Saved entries
- - - - -

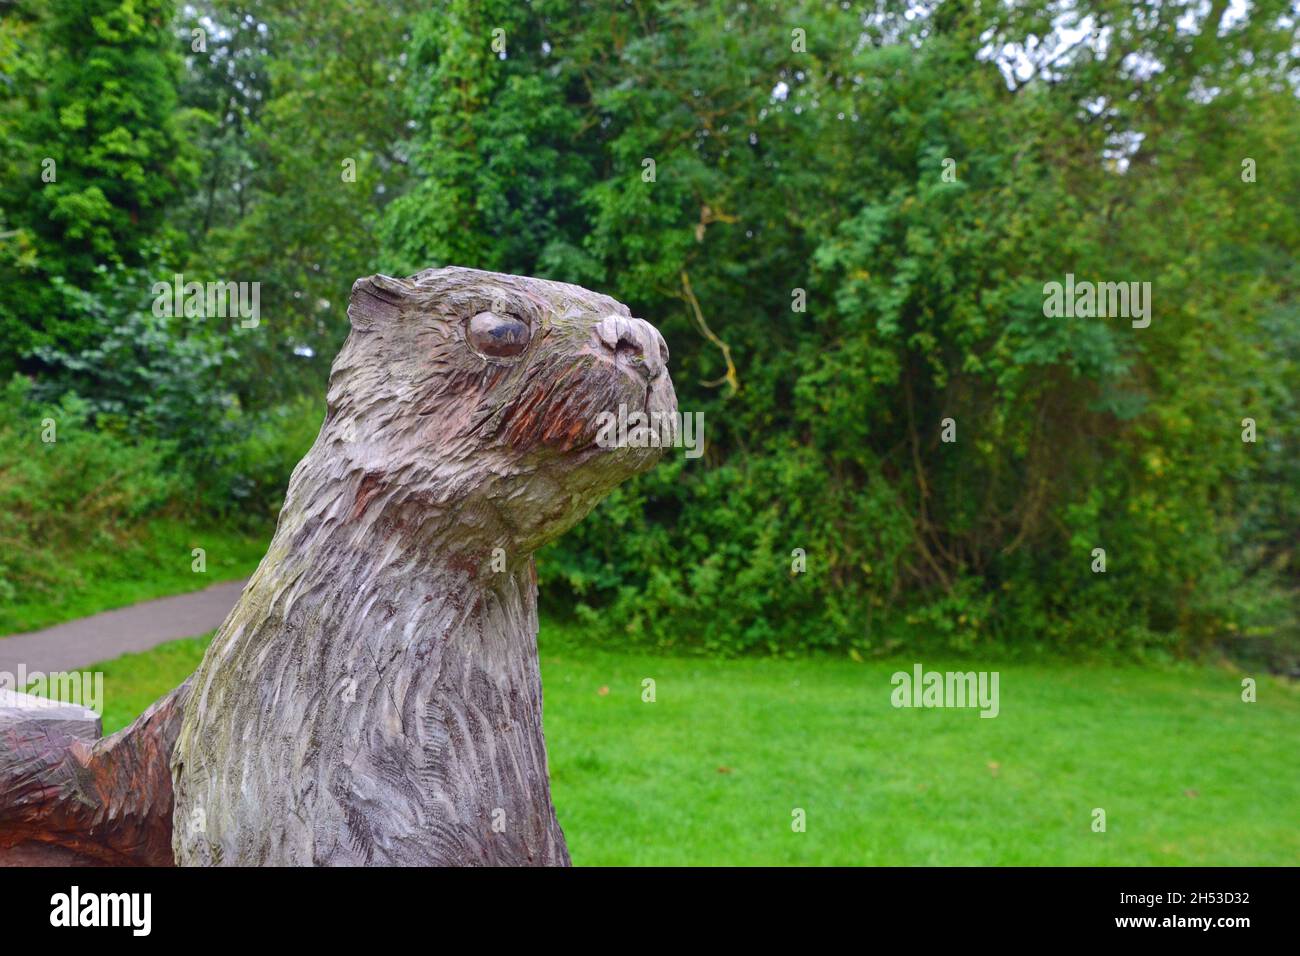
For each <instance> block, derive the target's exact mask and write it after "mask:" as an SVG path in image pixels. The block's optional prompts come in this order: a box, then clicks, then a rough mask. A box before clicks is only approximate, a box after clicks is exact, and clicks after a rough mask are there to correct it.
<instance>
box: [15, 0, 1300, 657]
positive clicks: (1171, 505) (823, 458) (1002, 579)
mask: <svg viewBox="0 0 1300 956" xmlns="http://www.w3.org/2000/svg"><path fill="white" fill-rule="evenodd" d="M1227 8H1229V5H1227V4H1226V3H1222V1H1221V0H1214V3H1212V4H1209V7H1208V8H1203V7H1201V5H1200V4H1192V3H1161V4H1154V5H1132V4H1127V3H1117V1H1114V0H1080V1H1079V3H1054V4H1047V3H1041V1H1035V3H1027V4H996V5H995V4H984V3H967V1H958V0H945V1H944V3H939V4H933V5H928V7H924V8H913V7H910V5H907V4H902V3H884V4H879V5H872V7H871V12H870V13H865V12H863V8H862V7H861V5H855V4H822V3H810V4H792V5H785V4H738V3H724V1H718V0H714V1H710V3H679V1H673V0H659V1H654V3H649V1H647V3H632V1H628V3H620V1H616V0H604V1H603V3H571V1H565V3H560V1H558V0H536V1H534V3H529V4H525V3H507V1H506V0H480V1H474V3H469V1H467V0H446V1H445V3H435V4H432V5H430V4H416V3H408V1H407V0H394V1H390V3H376V4H363V5H354V4H350V3H346V1H344V0H321V1H320V3H313V4H309V5H305V7H303V5H298V4H289V3H283V1H282V0H252V1H248V0H243V1H235V0H205V1H204V3H198V4H192V5H185V8H183V9H179V10H177V9H174V8H173V5H172V4H169V3H164V1H162V0H151V1H149V3H139V1H136V3H129V1H127V0H95V3H91V4H86V3H73V1H72V0H55V1H53V3H49V4H35V3H19V4H17V5H13V8H12V9H10V8H9V7H6V8H5V9H4V12H3V14H0V17H3V18H0V74H3V75H4V78H5V79H6V81H8V82H6V83H5V85H4V87H3V90H4V94H3V96H4V99H3V100H0V146H3V147H4V150H5V153H6V156H13V157H16V163H13V164H12V165H10V166H6V169H5V170H4V173H3V177H0V196H3V200H4V209H3V216H4V221H3V224H0V232H3V245H0V272H3V278H4V281H5V291H4V298H3V300H0V342H3V343H4V351H3V354H0V371H4V372H10V371H13V369H21V371H22V372H25V373H27V375H30V376H32V377H34V381H35V384H34V386H32V388H34V390H35V395H36V397H38V398H39V399H40V401H44V402H60V401H68V402H73V403H74V405H73V406H72V407H77V408H86V410H87V411H86V414H87V415H88V416H90V418H88V419H87V420H88V421H94V423H95V424H96V425H98V427H100V428H101V429H104V431H105V432H107V433H112V434H114V436H121V437H122V440H123V441H125V440H127V436H129V441H130V442H134V444H133V447H139V449H142V450H140V451H139V454H140V455H155V457H157V462H160V463H161V464H159V466H157V467H160V468H164V471H165V472H166V473H172V472H182V473H183V479H178V480H181V484H182V486H183V488H185V489H186V492H185V494H186V496H190V501H191V502H194V503H195V507H198V509H200V510H201V511H204V512H208V514H214V515H224V516H226V519H233V518H235V516H243V518H246V519H248V520H252V522H257V520H265V519H268V518H270V516H272V515H273V514H274V505H276V501H277V498H278V493H279V489H281V488H282V485H283V481H285V480H286V479H287V473H289V468H290V467H291V464H292V460H294V458H295V457H296V455H298V454H300V451H302V450H303V449H304V447H305V445H307V444H308V442H309V440H311V434H312V432H313V431H315V428H316V425H317V424H318V414H320V412H318V395H320V394H321V386H322V382H324V376H325V373H326V371H328V364H329V360H330V358H331V356H333V352H334V350H335V349H337V345H338V342H339V341H341V339H342V336H343V334H346V317H344V315H343V302H344V299H346V294H347V289H348V286H350V284H351V281H352V280H354V278H355V277H356V276H360V274H364V273H368V272H372V271H376V269H383V271H387V272H395V273H406V272H411V271H415V269H419V268H425V267H428V265H434V264H448V263H451V264H460V265H472V267H478V268H486V269H498V271H507V272H520V273H529V274H538V276H545V277H551V278H559V280H565V281H573V282H580V284H584V285H588V286H590V287H595V289H599V290H602V291H607V293H610V294H614V295H616V297H619V298H621V299H623V300H625V302H627V303H628V304H629V306H630V307H632V308H633V311H634V313H637V315H642V316H645V317H647V319H650V320H651V321H654V323H655V324H656V325H658V326H659V328H660V330H662V332H663V333H664V336H666V337H667V339H668V342H669V345H671V349H672V373H673V380H675V382H676V385H677V392H679V398H680V403H681V407H682V410H685V411H701V412H703V416H705V425H706V438H707V451H706V454H705V457H703V458H699V459H690V460H688V459H685V458H684V457H681V455H680V454H677V455H673V457H669V458H668V459H666V462H664V464H663V466H662V467H660V468H658V470H656V471H654V472H651V473H649V475H646V476H643V477H642V479H640V480H638V481H634V483H632V484H629V485H628V486H625V488H621V489H619V490H617V492H616V493H615V494H614V496H611V498H610V501H608V502H606V503H604V505H603V506H601V509H598V511H597V512H595V514H594V515H593V516H591V518H590V519H588V520H586V522H585V523H584V524H582V525H581V527H580V528H578V529H576V531H575V532H573V533H571V535H569V536H567V537H565V538H564V540H563V541H560V542H558V544H556V545H554V546H552V548H550V549H549V550H547V551H545V553H543V555H542V557H541V561H539V566H541V572H542V578H543V583H542V591H543V596H545V597H546V600H549V601H550V602H551V604H552V605H554V606H555V607H573V606H576V607H577V610H578V613H580V614H581V615H584V619H585V620H588V622H589V624H588V626H589V627H590V628H591V630H599V631H602V632H603V633H602V639H604V640H617V641H625V643H630V644H645V645H655V646H672V648H680V649H684V650H703V652H710V653H723V654H729V653H742V652H764V653H787V652H803V650H809V649H828V650H835V652H839V653H850V654H854V656H868V654H887V653H893V652H897V650H900V649H909V650H911V649H917V650H918V652H919V650H926V652H932V650H937V649H944V650H953V652H972V650H982V649H1000V650H1009V649H1015V650H1019V652H1023V653H1035V652H1045V650H1049V652H1053V653H1056V652H1066V653H1084V652H1087V653H1096V652H1101V653H1131V652H1144V653H1175V654H1187V653H1200V652H1205V650H1209V649H1226V650H1229V652H1230V653H1234V654H1238V656H1245V654H1252V656H1253V654H1261V653H1262V654H1268V656H1270V657H1271V658H1273V659H1274V661H1279V662H1284V661H1286V659H1288V657H1294V656H1295V653H1296V646H1297V644H1300V597H1297V594H1300V555H1297V551H1296V537H1297V533H1296V532H1297V529H1300V460H1297V445H1300V415H1297V407H1296V405H1297V394H1296V389H1297V384H1300V367H1297V362H1300V306H1297V286H1300V269H1297V265H1296V250H1297V247H1300V183H1297V182H1296V179H1295V176H1294V168H1295V161H1294V157H1295V156H1296V155H1297V151H1300V108H1297V99H1296V96H1297V91H1296V59H1295V53H1296V49H1295V43H1296V36H1295V33H1296V22H1295V14H1294V12H1292V10H1291V9H1290V5H1288V4H1287V3H1282V1H1281V0H1260V1H1258V3H1253V4H1251V5H1249V8H1248V10H1245V12H1244V13H1236V12H1229V9H1227ZM196 26H201V27H203V29H204V31H205V36H207V44H205V48H204V49H201V51H195V49H194V43H192V34H191V30H192V29H195V27H196ZM1044 38H1047V39H1044ZM182 59H183V65H185V68H183V70H182V69H179V65H181V61H182ZM127 62H130V64H134V65H138V69H131V70H130V72H129V73H130V81H129V82H125V83H118V73H120V72H123V70H125V69H126V68H125V66H123V64H127ZM86 64H92V66H91V68H85V69H82V68H83V66H86ZM135 101H139V105H138V107H136V105H131V104H133V103H135ZM127 113H129V114H130V116H129V117H127ZM83 114H85V116H83ZM123 117H126V118H123ZM118 130H122V133H120V131H118ZM182 130H183V131H185V133H183V134H182ZM123 137H125V138H123ZM118 146H120V147H121V148H118ZM45 155H57V157H61V159H60V163H59V169H60V178H59V183H57V186H59V189H57V190H52V189H51V186H53V183H51V185H44V183H42V181H40V157H43V156H45ZM650 160H653V176H650V170H649V169H647V165H649V163H647V161H650ZM348 170H351V172H348ZM96 190H98V191H96ZM173 271H177V272H181V271H183V272H185V273H187V274H192V276H195V277H199V278H204V280H207V278H213V280H216V278H220V280H231V281H260V282H261V284H263V298H261V304H263V316H264V320H263V323H261V325H260V326H259V328H257V329H239V328H235V325H234V324H233V323H222V321H221V320H213V319H211V317H209V319H207V320H201V321H196V320H186V319H179V320H172V319H157V317H155V316H152V315H149V313H148V302H149V297H148V287H149V285H151V284H152V282H155V281H157V280H160V278H162V280H169V278H170V274H172V272H173ZM1067 273H1070V274H1074V276H1075V277H1078V278H1079V280H1088V281H1096V282H1121V281H1125V282H1127V281H1136V282H1151V289H1152V298H1151V307H1152V310H1151V317H1152V321H1151V324H1149V326H1147V328H1134V325H1132V324H1131V321H1130V319H1128V317H1123V316H1119V317H1117V316H1110V317H1049V316H1047V315H1044V286H1045V284H1048V282H1052V281H1058V282H1060V281H1063V280H1065V277H1066V274H1067ZM69 393H75V395H77V398H68V399H65V398H64V395H66V394H69ZM78 403H79V405H78ZM1243 419H1253V420H1255V423H1256V427H1257V432H1258V441H1256V442H1244V441H1243V440H1242V432H1243ZM948 420H950V423H952V424H950V425H949V427H948V431H949V434H948V436H946V437H953V436H954V437H956V441H945V424H944V423H945V421H948ZM149 460H153V459H149ZM152 467H153V466H149V464H147V463H144V462H143V459H142V464H140V468H142V473H153V472H151V471H149V468H152ZM149 501H151V498H149V497H147V496H146V497H144V498H142V505H140V507H142V509H143V511H142V512H147V511H148V507H151V506H149V505H148V502H149ZM1099 548H1102V549H1105V555H1106V570H1105V574H1099V572H1095V571H1093V563H1095V557H1093V551H1095V549H1099ZM797 549H802V553H803V554H806V571H805V572H796V571H794V570H793V561H794V558H793V553H794V551H796V550H797ZM595 611H601V613H599V614H597V613H595Z"/></svg>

- - - - -

## [WHAT YOU SHOULD DO]
Within the entries above, how many lines hold the string "instance"? State the number with no other words.

## [EXERCISE RESPONSE]
2